# start of Source extract

Optionally, if a plurality of processes are mapped to the first component by using the composite swc, the preconfigured association relationship may be represented by property information of an element ServiceInstanceToPortPrototypeMapping shown in Table 4 and property information of a sub-element of ServiceInstanceToPortPrototypeMapping shown in Table 5.

Optionally, the preconfigured association relationship includes reference information of a process, a port, and a service instance, and a correspondence between the process, the port, and the service instance.

Optionally, the reference information of the process may be a process number.

Optionally, the reference information of the port may be a port number.

Optionally, the reference information of the service instance may be property information in the service instance. The property information may include one or both of a short name (short name) and deployment (deployment).

For example, the preconfigured association relationship may be shown in Table 6 or Table 7.

For example, as shown in Table 6, the reference information of the process may include the process number. The reference information of the port may include the port number. The reference information of the service instance may include the short name in the property information of the service instance. The correspondence may include that the process 1, the port 1, and the instance 1 are in one-to-one correspondence, the process 2, the port 1, and the instance 2 are in one-to-one correspondence, and the process 3, the port 1, and the instance 3 are in one-to-one correspondence. In this way, the configuration apparatus may create an association relationship among the process, the port, and the service instance based on the foregoing reference information and the correspondence. For example, the association relationship that is created by the configuration apparatus and that is among the process, the port, and the service instance may be shown in Table 8 and Table 9, or may be shown in Table 10.

# end of Source extract
# start of Record list

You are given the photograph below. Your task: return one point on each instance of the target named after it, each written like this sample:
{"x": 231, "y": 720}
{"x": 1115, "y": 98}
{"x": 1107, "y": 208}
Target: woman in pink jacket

# end of Record list

Set tasks:
[a] Copy the passage on the preconfigured association relationship word for word, from "Optionally, the preconfigured" to "a process number.".
[b] Carry on the passage about the preconfigured association relationship among processes, ports, and service instances, starting right after its final sentence.

Task-by-task outputs:
[a]
Optionally, the preconfigured association relationship includes reference information of a process, a port, and a service instance, and a correspondence between the process, the port, and the service instance.

Optionally, the reference information of the process may be a process number.

[b]
For example, as shown in Table 7, the reference information of the process may include the process number. The reference information of the port may include the port number. The reference information of the service instance may include deployment in the property information of the service instance. The correspondence may include that the process 1, the port 1, and an instance in a SOMP/IP communication mode are in one-to-one correspondence, and the process 2, the port 1, and an instance in a DDS communication mode are in one-to-one correspondence. In this way, the configuration apparatus may create the association relationship among the process, the port, and the service instance based on the foregoing reference information and correspondence.

Optionally, before the generating an association relationship between each of m service instances corresponding to the m processes and the first port, the method further includes: generating the m service instances based on a preconfigured service instance, and configuring property information of each of the m service instances.

For example, the preconfigured service instance may be shown in Table 1, or the preconfigured service instance may be shown in Table 2.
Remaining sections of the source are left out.